:: Aim of the task ::
Return the full passage on imaging the measles virus word for word, with nothing changed.

:: Exercise text ::
□ □ □ □ □

The measles virus was caught leaving infected cells by the scientific paparazzi, that is, experts from Emory Health Sciences using cryo-electron tomography (cryo-ET). In their new study, researchers show how obtaining images of the measles virus at this stage of infection will help them understand better the pathogen’s structure and function.
Similar to a CT scan, cryo-ET is an imaging technique that helped Emory scientists capture images of the measles virus, which is infamously difficult to work with as it is unstable and genetically diverse. It involves applying an electron microscope to take several 2D pictures of the virus while the sample is tilted at multiple angles along one axis. This rotation allows the technology to produce images that represent the virus’s 3D volume.
"With the whole-cell tomography approach, we can collect data on hundreds of viruses during stages of assembly and when released,” explained study co-leader Elizabeth Wright, PhD. “This allows us to capture the full spectrum of structures along the virus assembly pathway."
The measles virus infects the respiratory system, immune system, and skin, resulting in a very contagious infection that devastated the world before a vaccine was developed. Common symptoms include high fever, characteristic spots in the mouth called “Koplik” spots, malaise, loss of appetite, and a rash covering most of the body.
The images obtained from cryo-ET will help scientists map the internal organization of the measles virus, understanding more about its detailed functions, and how to target those functions to improve curative and preventative therapeutics. While there is a vaccine to prevent measles, scientists still don’t completely understand the virus responsible for the disease. The images will also help scientists in understanding similar viruses: parainfluenza, respiratory syncytial virus (RSV), and the Nipah virus.

□ □ □ □ □

:: Dataset records ::

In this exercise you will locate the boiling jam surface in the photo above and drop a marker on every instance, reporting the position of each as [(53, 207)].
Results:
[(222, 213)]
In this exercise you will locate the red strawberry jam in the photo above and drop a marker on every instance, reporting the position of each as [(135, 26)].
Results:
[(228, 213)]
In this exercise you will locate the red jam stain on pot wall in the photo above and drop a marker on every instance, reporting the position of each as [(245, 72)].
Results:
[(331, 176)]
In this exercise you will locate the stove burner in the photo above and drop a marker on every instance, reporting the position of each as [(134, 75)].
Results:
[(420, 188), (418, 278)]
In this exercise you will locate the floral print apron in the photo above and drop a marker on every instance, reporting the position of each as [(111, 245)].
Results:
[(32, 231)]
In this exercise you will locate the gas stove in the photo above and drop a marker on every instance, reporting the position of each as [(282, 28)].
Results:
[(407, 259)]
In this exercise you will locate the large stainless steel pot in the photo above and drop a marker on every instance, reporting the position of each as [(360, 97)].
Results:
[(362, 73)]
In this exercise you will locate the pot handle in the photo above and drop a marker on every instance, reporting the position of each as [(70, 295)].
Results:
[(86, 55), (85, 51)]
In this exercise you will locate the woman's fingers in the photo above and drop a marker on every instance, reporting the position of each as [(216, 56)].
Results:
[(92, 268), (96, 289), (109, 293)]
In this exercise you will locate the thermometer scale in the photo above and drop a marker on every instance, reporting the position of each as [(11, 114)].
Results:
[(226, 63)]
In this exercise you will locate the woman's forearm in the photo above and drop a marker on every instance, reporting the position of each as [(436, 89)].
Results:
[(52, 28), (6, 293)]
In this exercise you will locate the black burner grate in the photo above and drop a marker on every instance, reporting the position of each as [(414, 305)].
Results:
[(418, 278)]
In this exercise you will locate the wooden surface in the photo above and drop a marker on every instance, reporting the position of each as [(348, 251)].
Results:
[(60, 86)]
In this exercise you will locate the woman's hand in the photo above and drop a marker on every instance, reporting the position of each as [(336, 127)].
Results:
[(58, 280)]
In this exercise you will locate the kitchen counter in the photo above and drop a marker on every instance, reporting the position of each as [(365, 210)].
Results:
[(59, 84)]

□ □ □ □ □

:: Written response ::
The measles virus was caught leaving infected cells by the scientific paparazzi, that is, experts from Emory Health Sciences using cryo-electron tomography (cryo-ET). In their new study, researchers show how obtaining images of the measles virus at this stage of infection will help them understand better the pathogen’s structure and function.
Similar to a CT scan, cryo-ET is an imaging technique that helped Emory scientists capture images of the measles virus, which is infamously difficult to work with as it is unstable and genetically diverse. It involves applying an electron microscope to take several 2D pictures of the virus while the sample is tilted at multiple angles along one axis. This rotation allows the technology to produce images that represent the virus’s 3D volume.
"With the whole-cell tomography approach, we can collect data on hundreds of viruses during stages of assembly and when released,” explained study co-leader Elizabeth Wright, PhD. “This allows us to capture the full spectrum of structures along the virus assembly pathway."
The measles virus infects the respiratory system, immune system, and skin, resulting in a very contagious infection that devastated the world before a vaccine was developed. Common symptoms include high fever, characteristic spots in the mouth called “Koplik” spots, malaise, loss of appetite, and a rash covering most of the body.
The images obtained from cryo-ET will help scientists map the internal organization of the measles virus, understanding more about its detailed functions, and how to target those functions to improve curative and preventative therapeutics. While there is a vaccine to prevent measles, scientists still don’t completely understand the virus responsible for the disease. The images will also help scientists in understanding similar viruses: parainfluenza, respiratory syncytial virus (RSV), and the Nipah virus.